* Task to complete *
Update the rows from the start of the records through the line with "(1204, 529)" so that "pixel coordinates" reads "image coordinates" everywhere, leaving everything else unchanged. Omit the pictures from your answer.

-------- Provided records

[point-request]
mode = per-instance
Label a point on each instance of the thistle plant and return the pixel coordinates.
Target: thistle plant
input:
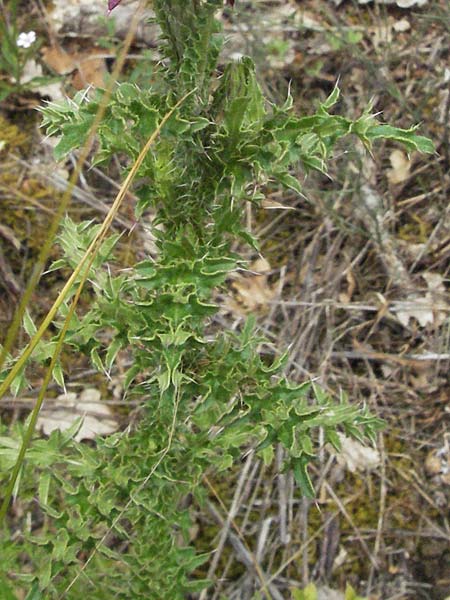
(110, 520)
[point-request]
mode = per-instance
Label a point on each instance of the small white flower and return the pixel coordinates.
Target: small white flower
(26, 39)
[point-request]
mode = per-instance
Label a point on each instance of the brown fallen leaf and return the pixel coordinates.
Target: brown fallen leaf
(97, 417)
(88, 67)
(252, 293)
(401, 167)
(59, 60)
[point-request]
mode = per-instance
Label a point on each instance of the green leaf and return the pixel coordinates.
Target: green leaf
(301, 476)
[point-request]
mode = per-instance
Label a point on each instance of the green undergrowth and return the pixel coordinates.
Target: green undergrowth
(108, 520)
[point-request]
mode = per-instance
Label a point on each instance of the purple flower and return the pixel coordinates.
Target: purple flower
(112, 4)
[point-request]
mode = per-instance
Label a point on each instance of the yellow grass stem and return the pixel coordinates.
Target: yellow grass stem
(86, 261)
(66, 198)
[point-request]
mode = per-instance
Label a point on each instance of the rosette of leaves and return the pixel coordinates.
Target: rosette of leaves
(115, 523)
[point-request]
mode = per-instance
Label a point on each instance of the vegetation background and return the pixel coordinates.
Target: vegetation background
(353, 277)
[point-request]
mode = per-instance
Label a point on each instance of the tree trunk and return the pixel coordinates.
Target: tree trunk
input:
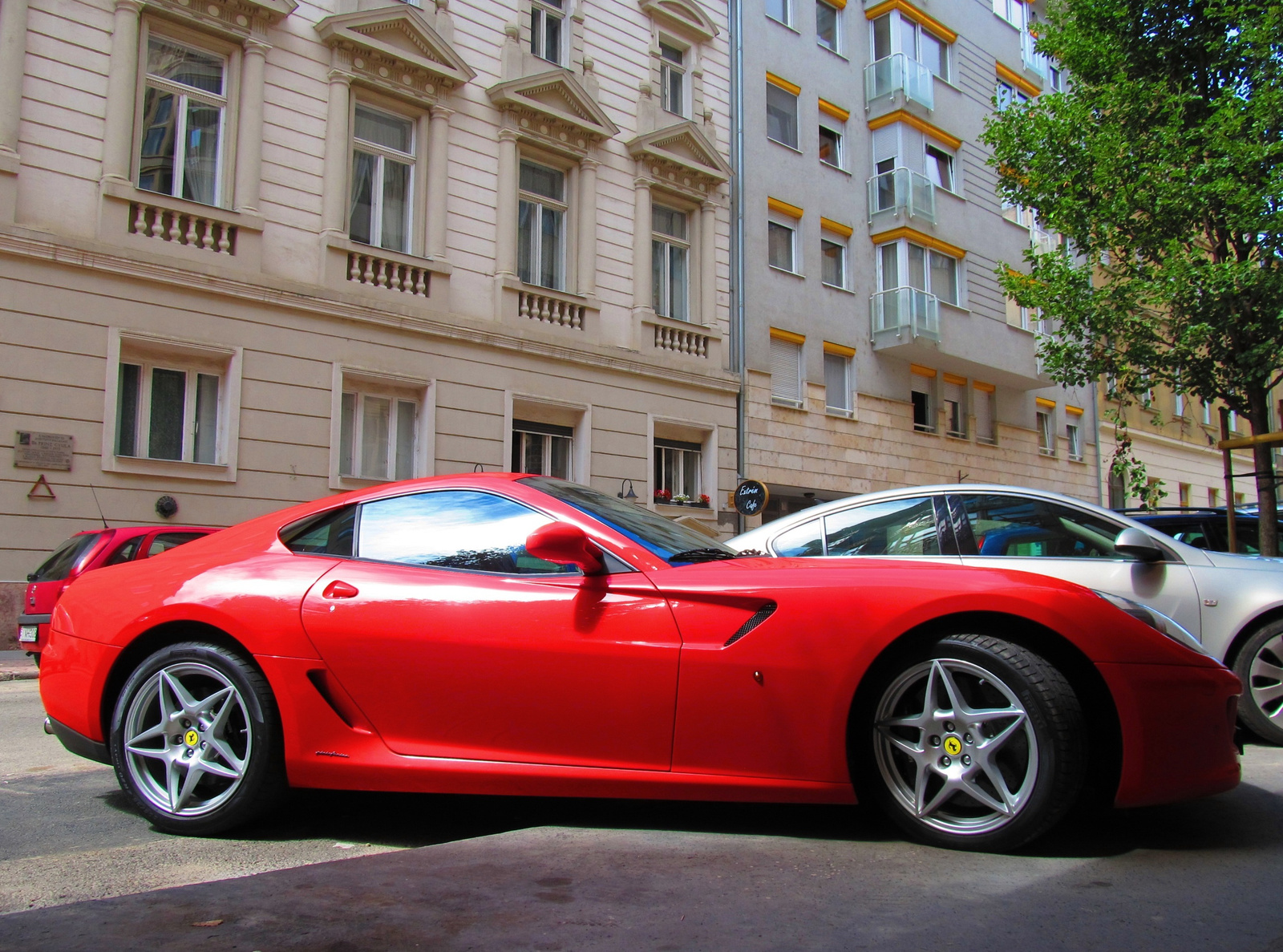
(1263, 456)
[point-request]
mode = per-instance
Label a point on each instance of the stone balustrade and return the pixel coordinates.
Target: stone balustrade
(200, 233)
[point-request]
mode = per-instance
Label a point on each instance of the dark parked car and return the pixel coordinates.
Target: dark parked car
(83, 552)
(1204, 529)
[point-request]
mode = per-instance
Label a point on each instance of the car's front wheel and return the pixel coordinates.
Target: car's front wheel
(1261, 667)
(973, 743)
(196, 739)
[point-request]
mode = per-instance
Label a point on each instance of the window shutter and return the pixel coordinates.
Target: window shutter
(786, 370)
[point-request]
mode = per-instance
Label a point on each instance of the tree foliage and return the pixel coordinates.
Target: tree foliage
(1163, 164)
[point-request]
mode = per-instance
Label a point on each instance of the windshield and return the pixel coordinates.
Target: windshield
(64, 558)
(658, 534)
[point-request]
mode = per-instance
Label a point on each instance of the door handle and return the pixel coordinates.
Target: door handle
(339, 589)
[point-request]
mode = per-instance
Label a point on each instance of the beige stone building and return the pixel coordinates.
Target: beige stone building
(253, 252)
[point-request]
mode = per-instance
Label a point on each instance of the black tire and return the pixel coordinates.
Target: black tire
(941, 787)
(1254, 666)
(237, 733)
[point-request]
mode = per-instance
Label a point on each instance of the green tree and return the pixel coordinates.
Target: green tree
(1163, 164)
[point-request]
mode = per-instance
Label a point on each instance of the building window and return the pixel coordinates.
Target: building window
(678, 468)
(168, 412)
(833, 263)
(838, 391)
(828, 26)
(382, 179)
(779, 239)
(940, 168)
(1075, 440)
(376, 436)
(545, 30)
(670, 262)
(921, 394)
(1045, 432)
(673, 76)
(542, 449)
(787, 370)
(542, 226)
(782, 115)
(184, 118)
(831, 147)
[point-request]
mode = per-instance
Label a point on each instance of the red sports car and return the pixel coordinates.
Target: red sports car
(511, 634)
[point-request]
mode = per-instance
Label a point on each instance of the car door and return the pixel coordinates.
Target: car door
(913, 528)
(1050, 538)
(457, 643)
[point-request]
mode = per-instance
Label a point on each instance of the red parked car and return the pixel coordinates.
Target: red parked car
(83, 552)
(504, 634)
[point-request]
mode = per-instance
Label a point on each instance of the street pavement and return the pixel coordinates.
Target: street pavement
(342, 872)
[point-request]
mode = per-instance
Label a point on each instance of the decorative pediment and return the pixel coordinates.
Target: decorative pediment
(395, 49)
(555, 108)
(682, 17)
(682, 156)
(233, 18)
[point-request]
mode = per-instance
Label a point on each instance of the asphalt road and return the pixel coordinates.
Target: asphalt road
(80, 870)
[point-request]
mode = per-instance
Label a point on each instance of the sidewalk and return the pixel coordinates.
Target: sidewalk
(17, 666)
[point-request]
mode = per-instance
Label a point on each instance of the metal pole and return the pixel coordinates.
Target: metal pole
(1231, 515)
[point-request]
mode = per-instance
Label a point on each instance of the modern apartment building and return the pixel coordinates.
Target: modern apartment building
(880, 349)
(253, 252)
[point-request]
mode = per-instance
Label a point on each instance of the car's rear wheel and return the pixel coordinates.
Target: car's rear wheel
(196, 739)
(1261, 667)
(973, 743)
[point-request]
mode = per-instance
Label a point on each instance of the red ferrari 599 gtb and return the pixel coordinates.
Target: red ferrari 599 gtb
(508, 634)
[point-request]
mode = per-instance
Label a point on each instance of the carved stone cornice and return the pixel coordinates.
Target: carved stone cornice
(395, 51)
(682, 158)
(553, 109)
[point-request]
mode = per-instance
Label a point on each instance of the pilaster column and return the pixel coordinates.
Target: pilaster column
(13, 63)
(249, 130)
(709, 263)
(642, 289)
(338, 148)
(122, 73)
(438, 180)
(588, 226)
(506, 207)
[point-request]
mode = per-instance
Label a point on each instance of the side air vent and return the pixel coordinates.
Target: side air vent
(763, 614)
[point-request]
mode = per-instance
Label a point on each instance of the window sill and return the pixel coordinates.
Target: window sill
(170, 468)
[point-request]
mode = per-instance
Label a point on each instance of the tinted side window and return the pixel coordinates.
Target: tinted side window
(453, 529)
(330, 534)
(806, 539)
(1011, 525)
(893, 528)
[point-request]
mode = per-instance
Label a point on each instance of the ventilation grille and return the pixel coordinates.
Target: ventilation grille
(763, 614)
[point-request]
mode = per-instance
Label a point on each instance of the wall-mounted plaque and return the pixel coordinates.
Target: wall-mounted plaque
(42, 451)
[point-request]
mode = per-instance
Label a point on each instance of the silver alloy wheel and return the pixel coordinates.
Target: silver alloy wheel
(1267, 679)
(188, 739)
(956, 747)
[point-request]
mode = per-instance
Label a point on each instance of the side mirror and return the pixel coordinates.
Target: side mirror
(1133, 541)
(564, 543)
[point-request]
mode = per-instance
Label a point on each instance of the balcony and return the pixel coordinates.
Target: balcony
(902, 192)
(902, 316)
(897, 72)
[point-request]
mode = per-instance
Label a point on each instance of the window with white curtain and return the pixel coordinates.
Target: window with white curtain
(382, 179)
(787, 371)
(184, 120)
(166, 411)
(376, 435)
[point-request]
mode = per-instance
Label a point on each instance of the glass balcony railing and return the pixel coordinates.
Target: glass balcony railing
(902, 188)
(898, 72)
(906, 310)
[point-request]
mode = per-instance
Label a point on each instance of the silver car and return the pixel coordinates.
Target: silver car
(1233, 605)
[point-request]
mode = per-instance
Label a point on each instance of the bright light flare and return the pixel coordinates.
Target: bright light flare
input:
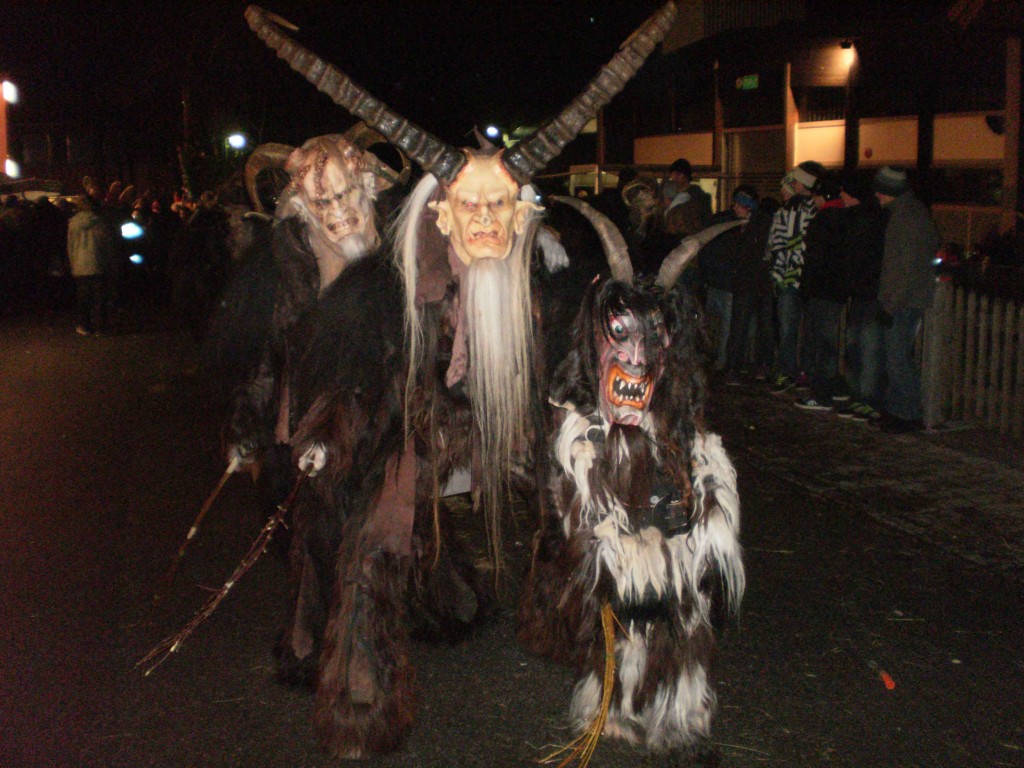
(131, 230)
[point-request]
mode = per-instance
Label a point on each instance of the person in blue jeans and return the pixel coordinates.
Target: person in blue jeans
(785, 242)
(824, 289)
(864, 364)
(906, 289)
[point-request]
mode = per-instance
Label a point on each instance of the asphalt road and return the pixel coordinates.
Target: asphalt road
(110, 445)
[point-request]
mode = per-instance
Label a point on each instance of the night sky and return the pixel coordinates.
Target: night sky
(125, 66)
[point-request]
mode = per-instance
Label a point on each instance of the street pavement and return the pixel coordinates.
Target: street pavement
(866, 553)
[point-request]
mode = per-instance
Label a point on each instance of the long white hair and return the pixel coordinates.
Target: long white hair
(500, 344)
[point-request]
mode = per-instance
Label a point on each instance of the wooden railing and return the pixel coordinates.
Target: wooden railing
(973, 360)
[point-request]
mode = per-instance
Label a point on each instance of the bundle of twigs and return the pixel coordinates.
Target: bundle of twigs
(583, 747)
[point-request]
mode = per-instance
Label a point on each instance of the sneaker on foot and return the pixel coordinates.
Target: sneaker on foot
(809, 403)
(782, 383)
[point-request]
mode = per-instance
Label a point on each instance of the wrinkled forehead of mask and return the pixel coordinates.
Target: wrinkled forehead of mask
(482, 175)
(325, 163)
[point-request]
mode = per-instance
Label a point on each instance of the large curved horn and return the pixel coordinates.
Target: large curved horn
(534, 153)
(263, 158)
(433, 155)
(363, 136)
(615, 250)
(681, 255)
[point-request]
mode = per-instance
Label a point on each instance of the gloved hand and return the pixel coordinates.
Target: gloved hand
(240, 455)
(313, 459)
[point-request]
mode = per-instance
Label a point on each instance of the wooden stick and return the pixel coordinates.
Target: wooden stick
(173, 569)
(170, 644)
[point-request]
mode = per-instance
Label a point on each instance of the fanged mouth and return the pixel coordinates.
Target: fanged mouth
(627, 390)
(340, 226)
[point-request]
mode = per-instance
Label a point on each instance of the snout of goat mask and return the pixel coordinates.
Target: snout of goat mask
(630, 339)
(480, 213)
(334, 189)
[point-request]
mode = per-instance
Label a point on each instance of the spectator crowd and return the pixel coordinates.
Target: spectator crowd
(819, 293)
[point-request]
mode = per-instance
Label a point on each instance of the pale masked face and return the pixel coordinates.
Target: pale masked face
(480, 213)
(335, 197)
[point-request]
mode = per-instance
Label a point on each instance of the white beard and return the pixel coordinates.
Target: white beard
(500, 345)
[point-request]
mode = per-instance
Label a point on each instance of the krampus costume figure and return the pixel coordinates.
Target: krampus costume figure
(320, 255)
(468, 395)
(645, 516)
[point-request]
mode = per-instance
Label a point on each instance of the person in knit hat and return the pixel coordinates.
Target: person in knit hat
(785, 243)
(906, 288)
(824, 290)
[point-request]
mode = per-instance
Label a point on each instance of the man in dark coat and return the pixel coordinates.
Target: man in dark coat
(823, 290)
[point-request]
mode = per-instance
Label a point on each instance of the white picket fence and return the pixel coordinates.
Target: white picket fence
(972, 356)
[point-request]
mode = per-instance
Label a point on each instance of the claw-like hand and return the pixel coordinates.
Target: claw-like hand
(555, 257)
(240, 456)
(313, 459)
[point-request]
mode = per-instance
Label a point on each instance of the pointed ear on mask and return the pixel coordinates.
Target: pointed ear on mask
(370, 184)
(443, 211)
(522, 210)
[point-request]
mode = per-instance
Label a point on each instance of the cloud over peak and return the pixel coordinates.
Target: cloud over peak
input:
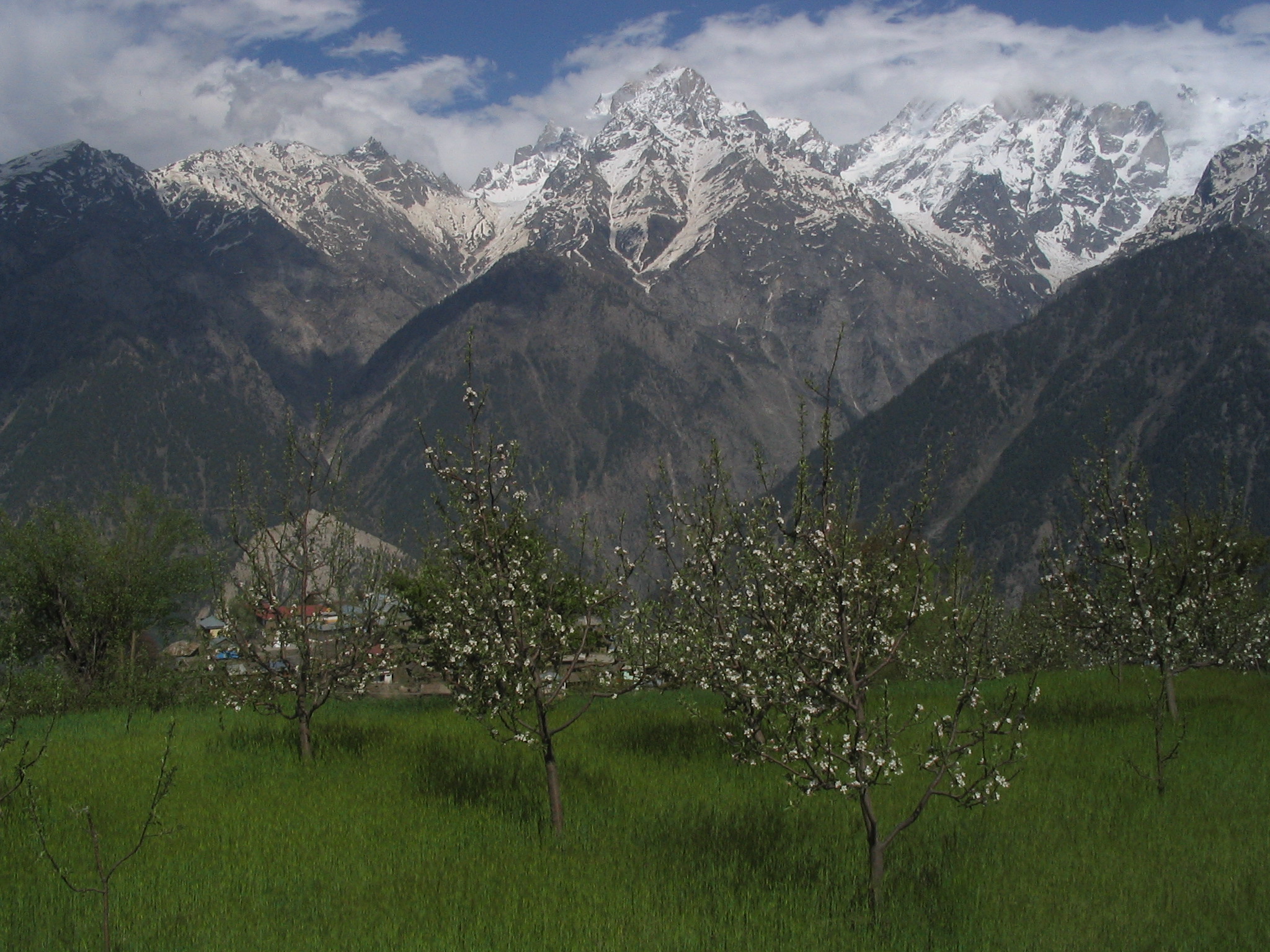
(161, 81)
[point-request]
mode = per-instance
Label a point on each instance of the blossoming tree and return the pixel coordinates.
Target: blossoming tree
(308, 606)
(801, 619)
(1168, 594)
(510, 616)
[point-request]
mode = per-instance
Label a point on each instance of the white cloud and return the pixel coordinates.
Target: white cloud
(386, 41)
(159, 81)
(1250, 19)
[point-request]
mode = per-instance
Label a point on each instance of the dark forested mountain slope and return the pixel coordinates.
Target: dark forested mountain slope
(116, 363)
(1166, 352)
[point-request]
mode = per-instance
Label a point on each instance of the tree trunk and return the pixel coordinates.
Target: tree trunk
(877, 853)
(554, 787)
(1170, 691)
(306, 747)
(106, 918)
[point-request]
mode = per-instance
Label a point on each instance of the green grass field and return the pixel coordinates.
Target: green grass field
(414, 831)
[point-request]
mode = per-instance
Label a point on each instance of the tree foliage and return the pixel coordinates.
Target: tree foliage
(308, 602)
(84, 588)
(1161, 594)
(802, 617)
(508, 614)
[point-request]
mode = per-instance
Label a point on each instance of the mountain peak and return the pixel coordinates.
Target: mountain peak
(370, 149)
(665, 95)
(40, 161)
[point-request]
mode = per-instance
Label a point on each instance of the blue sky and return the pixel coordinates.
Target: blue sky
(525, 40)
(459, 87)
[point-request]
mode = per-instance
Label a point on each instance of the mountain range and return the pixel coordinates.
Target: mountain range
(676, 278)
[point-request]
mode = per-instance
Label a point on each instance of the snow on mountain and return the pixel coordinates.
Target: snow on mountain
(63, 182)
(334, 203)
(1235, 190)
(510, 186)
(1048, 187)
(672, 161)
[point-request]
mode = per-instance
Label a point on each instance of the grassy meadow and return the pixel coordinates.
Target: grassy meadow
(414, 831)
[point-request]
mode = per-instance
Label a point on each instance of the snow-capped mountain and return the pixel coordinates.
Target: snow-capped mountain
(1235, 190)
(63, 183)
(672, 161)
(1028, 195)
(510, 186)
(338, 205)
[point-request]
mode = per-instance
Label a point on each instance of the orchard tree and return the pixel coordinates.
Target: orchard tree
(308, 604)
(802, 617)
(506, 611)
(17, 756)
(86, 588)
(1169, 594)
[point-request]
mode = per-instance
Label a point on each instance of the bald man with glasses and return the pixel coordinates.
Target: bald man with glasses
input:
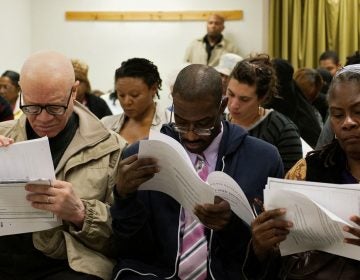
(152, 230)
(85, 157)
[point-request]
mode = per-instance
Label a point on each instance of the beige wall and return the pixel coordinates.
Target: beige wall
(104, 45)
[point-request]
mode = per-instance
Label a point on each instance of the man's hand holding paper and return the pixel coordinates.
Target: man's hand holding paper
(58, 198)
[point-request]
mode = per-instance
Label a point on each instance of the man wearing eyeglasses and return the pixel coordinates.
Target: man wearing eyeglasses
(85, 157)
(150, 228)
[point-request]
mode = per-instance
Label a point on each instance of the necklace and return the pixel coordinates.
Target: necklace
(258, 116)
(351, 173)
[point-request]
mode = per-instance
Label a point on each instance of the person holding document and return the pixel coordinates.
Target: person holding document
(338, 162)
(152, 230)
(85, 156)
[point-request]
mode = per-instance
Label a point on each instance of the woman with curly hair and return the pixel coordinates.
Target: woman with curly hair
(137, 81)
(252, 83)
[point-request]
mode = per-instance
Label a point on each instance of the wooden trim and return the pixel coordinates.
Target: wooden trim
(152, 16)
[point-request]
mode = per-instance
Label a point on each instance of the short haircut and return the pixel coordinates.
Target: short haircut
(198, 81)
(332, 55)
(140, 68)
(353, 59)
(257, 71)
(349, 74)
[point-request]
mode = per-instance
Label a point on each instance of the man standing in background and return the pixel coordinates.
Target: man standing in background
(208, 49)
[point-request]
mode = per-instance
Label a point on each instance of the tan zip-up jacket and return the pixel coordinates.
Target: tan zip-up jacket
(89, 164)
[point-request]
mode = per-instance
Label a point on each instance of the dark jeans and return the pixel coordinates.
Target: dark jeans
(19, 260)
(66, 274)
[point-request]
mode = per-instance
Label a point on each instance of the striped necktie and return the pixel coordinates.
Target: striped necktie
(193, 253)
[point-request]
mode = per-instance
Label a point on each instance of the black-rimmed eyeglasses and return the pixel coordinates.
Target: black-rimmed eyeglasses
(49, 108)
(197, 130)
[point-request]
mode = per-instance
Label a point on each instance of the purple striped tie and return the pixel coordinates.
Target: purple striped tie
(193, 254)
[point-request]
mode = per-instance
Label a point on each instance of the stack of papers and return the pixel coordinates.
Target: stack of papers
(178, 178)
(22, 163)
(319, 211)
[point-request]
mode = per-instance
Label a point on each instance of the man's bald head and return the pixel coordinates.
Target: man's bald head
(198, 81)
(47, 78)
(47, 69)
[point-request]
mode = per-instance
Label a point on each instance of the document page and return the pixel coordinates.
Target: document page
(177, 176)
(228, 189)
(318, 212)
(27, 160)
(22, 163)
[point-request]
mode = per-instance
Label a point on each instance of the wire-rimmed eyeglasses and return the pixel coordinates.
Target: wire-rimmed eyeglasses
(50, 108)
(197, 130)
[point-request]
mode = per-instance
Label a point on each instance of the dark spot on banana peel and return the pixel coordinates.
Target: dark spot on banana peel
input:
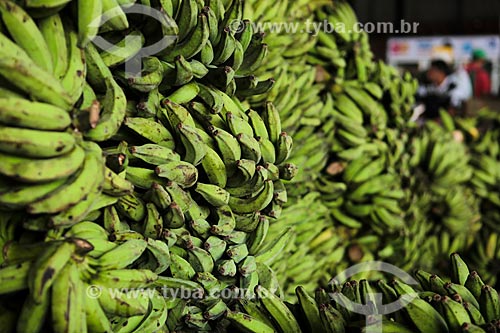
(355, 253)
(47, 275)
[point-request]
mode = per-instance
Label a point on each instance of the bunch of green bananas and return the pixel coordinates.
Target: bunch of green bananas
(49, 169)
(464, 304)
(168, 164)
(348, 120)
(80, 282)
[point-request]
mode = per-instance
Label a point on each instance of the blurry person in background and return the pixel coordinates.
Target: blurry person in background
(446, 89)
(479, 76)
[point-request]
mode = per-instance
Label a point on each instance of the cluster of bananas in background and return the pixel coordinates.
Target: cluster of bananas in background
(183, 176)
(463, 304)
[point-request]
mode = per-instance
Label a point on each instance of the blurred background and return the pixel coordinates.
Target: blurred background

----------------

* Written solution *
[point-request]
mode = per-instance
Label a point on each instance of the thistle plant and return the image coordinates.
Target: thistle plant
input:
(110, 520)
[point-request]
mode = per-instance
Label a point on each instance of the small white flower and return the image coordinates.
Target: small white flower
(26, 39)
[point-request]
mode = per-instance
Label a point on each instance of the brown fallen leaf and return the image coordinates.
Target: brown fallen leaf
(97, 417)
(88, 67)
(252, 293)
(401, 167)
(59, 60)
[point-request]
mode = per-instance
Label a point on each instance of the green leaf and return the image coordinates.
Target: green leaf
(301, 476)
[point-request]
mode = per-instance
Label a point on each instance of the green undergrowth and return the image coordinates.
Target: green undergrowth
(108, 520)
[point-request]
mode = per-instance
Label a point on each instance of the purple flower and return the image coordinates.
Target: purple flower
(112, 4)
[point-request]
mode = per-instance
Label a point on each instance of the yellow grass stem and return the image coordinates.
Target: yellow grass stem
(86, 261)
(66, 198)
[point-request]
mode = per-instance
Label a point on each instance of the rosette of leaves and return the image coordinates.
Target: rosette of leaves
(115, 523)
[point-request]
mode = per-instance
Label a point on each instance of the vegetation background and return the image coordinates.
Target: vegetation background
(353, 277)
[point-request]
mode = per-instance
Label a point on each instance of the tree trunk and return the image coordinates.
Target: tree trunk
input:
(1263, 456)
[point-request]
mode = per-instance
Label a point on each instance of the stone balustrade and return the image coordinates.
Target: stone balustrade
(200, 233)
[point-request]
mode = per-instance
Label a point on each instance of the dark parked car and return the image coordinates.
Target: dark parked car
(83, 552)
(1204, 529)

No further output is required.